Requirements
Return the listing below unchanged, minus its pictures.

Part of a data file

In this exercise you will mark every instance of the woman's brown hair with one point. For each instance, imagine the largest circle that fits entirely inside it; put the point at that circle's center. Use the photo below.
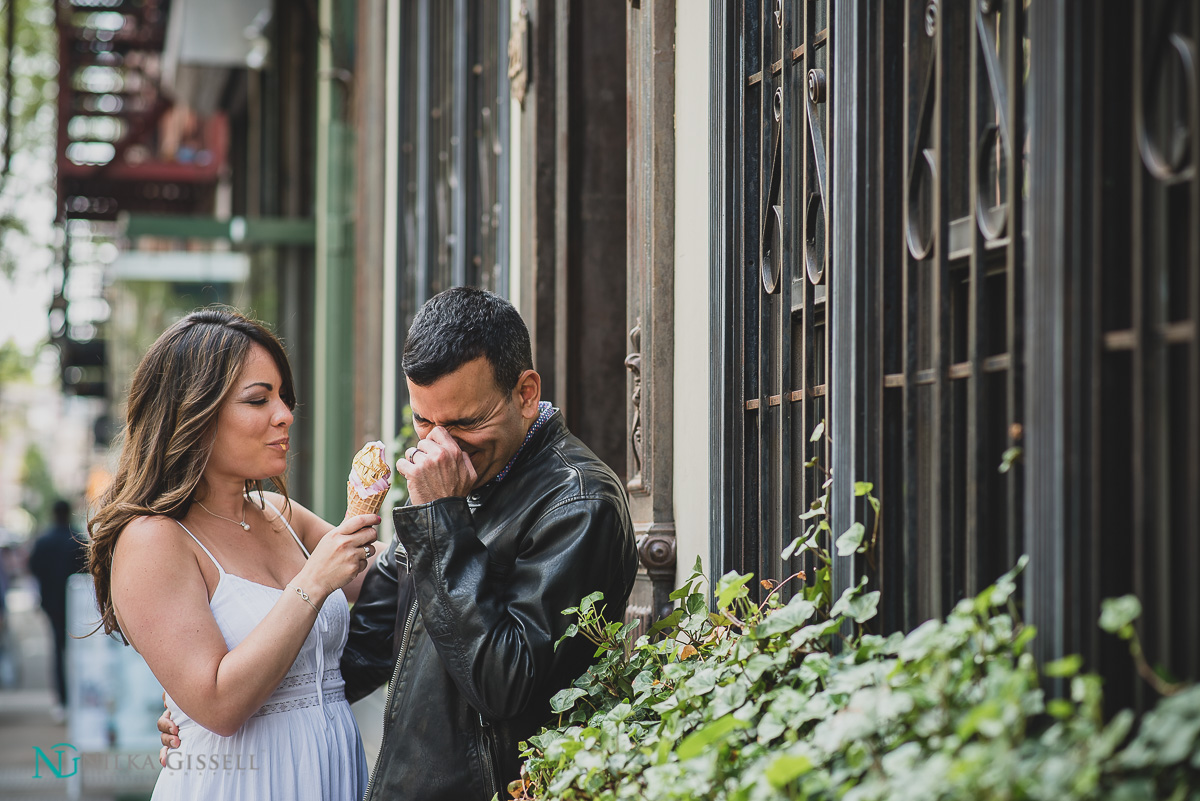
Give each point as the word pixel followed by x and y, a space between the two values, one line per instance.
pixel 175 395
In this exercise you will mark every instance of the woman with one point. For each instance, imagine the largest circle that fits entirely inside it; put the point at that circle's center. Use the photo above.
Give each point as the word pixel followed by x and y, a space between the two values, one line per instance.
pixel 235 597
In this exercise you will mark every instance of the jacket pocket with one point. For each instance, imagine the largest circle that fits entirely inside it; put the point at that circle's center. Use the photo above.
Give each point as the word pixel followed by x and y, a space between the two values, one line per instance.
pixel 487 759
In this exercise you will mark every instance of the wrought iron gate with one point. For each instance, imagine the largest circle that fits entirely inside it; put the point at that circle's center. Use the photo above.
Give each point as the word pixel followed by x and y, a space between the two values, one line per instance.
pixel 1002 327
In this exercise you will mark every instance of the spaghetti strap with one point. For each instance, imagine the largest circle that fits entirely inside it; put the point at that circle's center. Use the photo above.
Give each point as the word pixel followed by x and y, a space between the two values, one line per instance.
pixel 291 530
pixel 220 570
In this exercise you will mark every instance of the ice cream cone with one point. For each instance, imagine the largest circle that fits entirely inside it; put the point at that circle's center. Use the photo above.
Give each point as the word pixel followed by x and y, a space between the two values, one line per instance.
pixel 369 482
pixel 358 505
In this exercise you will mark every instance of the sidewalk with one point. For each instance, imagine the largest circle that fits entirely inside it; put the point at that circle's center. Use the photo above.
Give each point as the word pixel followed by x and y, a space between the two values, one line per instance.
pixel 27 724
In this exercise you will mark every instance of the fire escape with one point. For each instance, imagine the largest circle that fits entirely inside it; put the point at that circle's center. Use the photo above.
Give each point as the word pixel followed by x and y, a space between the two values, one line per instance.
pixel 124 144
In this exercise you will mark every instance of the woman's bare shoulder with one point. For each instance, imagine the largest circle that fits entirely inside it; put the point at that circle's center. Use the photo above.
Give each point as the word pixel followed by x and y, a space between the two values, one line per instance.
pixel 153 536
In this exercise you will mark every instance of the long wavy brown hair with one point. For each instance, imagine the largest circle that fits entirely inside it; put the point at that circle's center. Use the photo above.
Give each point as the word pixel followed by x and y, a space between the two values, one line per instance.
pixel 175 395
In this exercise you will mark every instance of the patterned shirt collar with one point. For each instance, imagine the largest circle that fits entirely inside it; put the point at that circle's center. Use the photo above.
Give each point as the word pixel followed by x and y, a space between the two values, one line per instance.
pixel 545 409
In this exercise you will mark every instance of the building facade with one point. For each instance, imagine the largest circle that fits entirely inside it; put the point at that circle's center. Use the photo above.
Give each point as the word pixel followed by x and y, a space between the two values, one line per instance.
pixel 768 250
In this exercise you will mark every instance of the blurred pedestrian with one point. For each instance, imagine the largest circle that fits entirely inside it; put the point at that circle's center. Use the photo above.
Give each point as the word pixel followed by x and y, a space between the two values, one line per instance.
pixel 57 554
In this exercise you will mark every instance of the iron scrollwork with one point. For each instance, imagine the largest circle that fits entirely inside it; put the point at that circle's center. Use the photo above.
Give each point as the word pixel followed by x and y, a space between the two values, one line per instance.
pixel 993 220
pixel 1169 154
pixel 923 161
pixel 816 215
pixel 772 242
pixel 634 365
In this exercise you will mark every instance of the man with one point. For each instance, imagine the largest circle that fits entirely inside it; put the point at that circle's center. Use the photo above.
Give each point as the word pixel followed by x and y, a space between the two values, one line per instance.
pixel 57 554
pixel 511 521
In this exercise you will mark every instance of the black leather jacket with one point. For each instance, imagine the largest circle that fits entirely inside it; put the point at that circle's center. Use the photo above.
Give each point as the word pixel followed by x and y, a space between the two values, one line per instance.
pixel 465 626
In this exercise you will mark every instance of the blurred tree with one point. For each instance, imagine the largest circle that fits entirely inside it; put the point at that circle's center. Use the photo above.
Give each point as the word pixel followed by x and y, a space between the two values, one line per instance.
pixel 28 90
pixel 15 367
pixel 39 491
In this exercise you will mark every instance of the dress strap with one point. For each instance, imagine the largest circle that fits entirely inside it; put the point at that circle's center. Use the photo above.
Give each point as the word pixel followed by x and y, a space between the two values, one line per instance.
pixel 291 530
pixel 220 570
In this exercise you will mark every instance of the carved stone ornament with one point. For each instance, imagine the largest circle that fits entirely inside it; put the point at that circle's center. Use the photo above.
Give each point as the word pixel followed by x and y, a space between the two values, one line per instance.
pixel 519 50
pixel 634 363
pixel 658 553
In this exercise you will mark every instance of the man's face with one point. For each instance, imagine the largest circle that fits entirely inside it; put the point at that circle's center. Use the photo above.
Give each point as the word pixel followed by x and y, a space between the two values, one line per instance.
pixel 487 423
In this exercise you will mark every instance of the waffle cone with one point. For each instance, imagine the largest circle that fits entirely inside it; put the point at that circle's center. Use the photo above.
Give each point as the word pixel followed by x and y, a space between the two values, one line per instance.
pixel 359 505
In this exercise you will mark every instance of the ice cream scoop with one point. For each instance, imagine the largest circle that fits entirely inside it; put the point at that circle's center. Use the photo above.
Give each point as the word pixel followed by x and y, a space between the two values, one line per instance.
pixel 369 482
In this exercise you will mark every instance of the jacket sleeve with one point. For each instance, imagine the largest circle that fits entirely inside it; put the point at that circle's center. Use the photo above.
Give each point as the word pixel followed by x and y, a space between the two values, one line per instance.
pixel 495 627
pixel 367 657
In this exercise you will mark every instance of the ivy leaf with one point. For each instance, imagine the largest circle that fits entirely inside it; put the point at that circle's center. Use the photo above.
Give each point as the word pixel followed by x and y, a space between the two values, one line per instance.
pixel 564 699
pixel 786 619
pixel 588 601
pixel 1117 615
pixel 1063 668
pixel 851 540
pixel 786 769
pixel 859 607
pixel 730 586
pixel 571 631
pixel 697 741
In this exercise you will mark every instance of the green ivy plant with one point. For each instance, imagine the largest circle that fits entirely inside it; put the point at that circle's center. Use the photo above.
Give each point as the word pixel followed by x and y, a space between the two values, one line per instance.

Task output
In this exercise you will mark every instance of the woman's brown hair with one point. For each instance, imagine the largest circle that fits entirely inside it; put the point at that circle's center. Use the photo below.
Give each point as the word pixel followed by x and y, a space between the two values, one line per instance.
pixel 175 395
In this exercise you will mark every instance of the woman with one point. For each instance, imagine the largest circle that fits entirely inside it; put the point at that circle's center. Use the photo above.
Give each point as the word pixel followed by x and y, a space between the two values, one line per instance.
pixel 235 597
In this exercise you will mark every instance of the jacket pocket with one point. For each instance, imagine the largest circle that fits entirely inside it; put the point at that circle's center. Use the photo above.
Give each point as the word pixel followed by x and y, a space between the two values, one line per instance.
pixel 487 759
In this exercise you will mark every instance of the wrought iron gate with one point. For each instance, imagine the largest circle that fits entirely inside it; put the point at that circle's center. Use the photo above.
Give each point as the word pixel followed by x and y, a space between the two values, one line per instance.
pixel 1002 327
In this exercise you will mark every instance of the spaghetti strap with one point. For each instance, imagine the largest circle that fits entirely inside it; put the point at that circle's center. Use the photo above.
Give each point as the word pixel followed by x and y, a space between the two values, one line per instance.
pixel 291 530
pixel 220 570
In this exercise you will mark every instance of the ice cream cone with one point. For each instance, imagine the largest circle that fits entirely inside it; put the point at that circle's center. Use the photo above.
Give each point as the word pixel followed by x and y, a space between the two values, one line per instance.
pixel 369 482
pixel 358 505
In this exercise you will mark every instance of the sidewalk with one point. For each instance, imagine the largest circle that fits entirely inside it; put the point at that circle's center. Use the photo above.
Give each point as the word pixel followed by x and y, a space between the two values, one line per instance.
pixel 27 724
In this exercise you will mark every instance of the fire escape with one point. For each instance, imagine the largest circle that fits entirely inside it; put the point at that circle's center. Use the photo above.
Give each point as the word pixel followed by x and y, a space between the two values, one line per instance.
pixel 124 144
In this exercise you will mark every instance of the woman's bare shoulder with one point. For each instance, imagine the largest circle that fits entirely inside it; put the point at that circle's center. Use the photo above.
Give each point as the word pixel followed by x and y, a space between the two values, one line per instance.
pixel 153 536
In this exercise you will mark every instance of the long wavy brown hair with one point. For each instance, imagine the largest circle that fits entirely inside it; put the point at that circle's center. Use the photo above.
Give each point as the word pixel followed by x and y, a space between the two values, one line per instance.
pixel 175 395
In this exercise you will mark every instance of the patterned shirt collar with one point. For each instance, imagine the largest circle that fits entirely inside it; put the point at that circle's center. Use the photo above.
Give each point as the word pixel followed by x and y, a space between the two values, one line per instance.
pixel 545 409
In this exercise you will mark every instance of the building facade with one point. For each instance, imagine the largest circle that fits entirely inside it; put the point at that circle's center. Use the photo above.
Give each point as the word pixel followed by x and y, a space between the two values, one line per instance.
pixel 768 250
In this exercise you will mark every instance of the blurred pedestrian with one point. For each instance, imagine the largest circle that fits entirely inside it; put the point at that circle's center. Use the photo above.
Give each point as the word pixel followed by x and y, a space between the two values, one line per instance.
pixel 57 554
In this exercise you will mark every instance of the iron scrollwork with one point. For each instance, imagine the largest circle that fits entirely inside it; put the point at that circle's center. Use the photo above.
Give each point as the word pixel followed by x and y, a space between the two values, one line per instance.
pixel 993 220
pixel 1169 154
pixel 923 161
pixel 816 215
pixel 772 242
pixel 634 365
In this exercise you will mark every instance of the man with one point. For each instance, imagine the largest circle that fits entirely inside it; put the point at that circle's center. Use the photo above.
Give each point as the word pixel followed by x and y, a space between the two values, one line per instance.
pixel 57 554
pixel 511 521
In this exercise you will mark every instance of the black leather jacket with one point. For each instance, imagine the largest circle that fits entirely inside it; put the point at that circle's center. Use the photo above.
Give each point as the word pixel followed by x and y, a space between the two values, one line per instance.
pixel 465 626
In this exercise you will mark every instance of the blurred tree with one point. For each instance, imagine the largest circle that fits entirely inside it; put the point at that circle's center. Use the photo above.
Give each point as the word pixel followed by x and y, a space between the two values, one line per instance.
pixel 28 90
pixel 15 367
pixel 39 491
In this exercise you will mark every instance of the dress strap with one point. For each instance, imagine the largest circle that fits entirely inside it; put the point at that circle's center. Use the photo above.
Give each point as the word pixel followed by x and y, a space between the two values, one line per instance.
pixel 291 530
pixel 220 570
In this exercise you will mark every instance of the carved stone ornament with one point. For each instance, imagine the largest circle that fits entirely inside it; put the point at that circle's center. Use the photo above.
Give each point as the word pixel followed by x and y, a space between the two values, one line per instance.
pixel 519 50
pixel 634 363
pixel 658 553
In this exercise you will mark every instance of the man's face with one point. For each instance, imagine the largest circle that fits entirely inside it; put the point at that circle's center. Use the photo above.
Give each point as the word pixel followed by x and y, a space between the two values, one line per instance.
pixel 487 423
In this exercise you will mark every instance of the waffle cone with one point. For each instance, imagine the largest circle that fits entirely inside it; put the point at that circle's center. Use the photo above.
Give each point as the word pixel followed by x and y, a space between the two values, one line per instance.
pixel 359 505
In this exercise you will mark every instance of the ice cream scoop with one point. For each instance, imagine the largest circle that fits entirely inside it; put the point at that circle's center. Use the photo above.
Give each point as the word pixel followed by x and y, a space between the two values, one line per instance.
pixel 369 482
In this exercise you will mark every instance of the jacket sleeve with one point. For each instance, imagine the largest circle that fits entirely inside it; put the point at that circle's center. Use the photo above.
Give each point as the word pixel followed by x and y, a space between the two values, one line per instance.
pixel 495 627
pixel 367 657
In this exercise you will mark every instance of the ivy leaf with one point. For each instance, imagine the largest circle that fits entirely inside it; put the point at that circle's center. Use the photo above.
Give each point as the word pixel followed by x and y, a space between the two values, one line per instance.
pixel 564 699
pixel 786 619
pixel 588 601
pixel 1117 615
pixel 1063 668
pixel 851 540
pixel 786 769
pixel 859 607
pixel 730 586
pixel 571 631
pixel 697 741
In this exercise you will mark every instance of the green ivy plant with one point. For each instance, imagine the largest circle that fits entirely inside it; put the point at that circle's center. Use the photo above.
Give each point as the word pixel followed by x and y, a space between the two values, one line per instance.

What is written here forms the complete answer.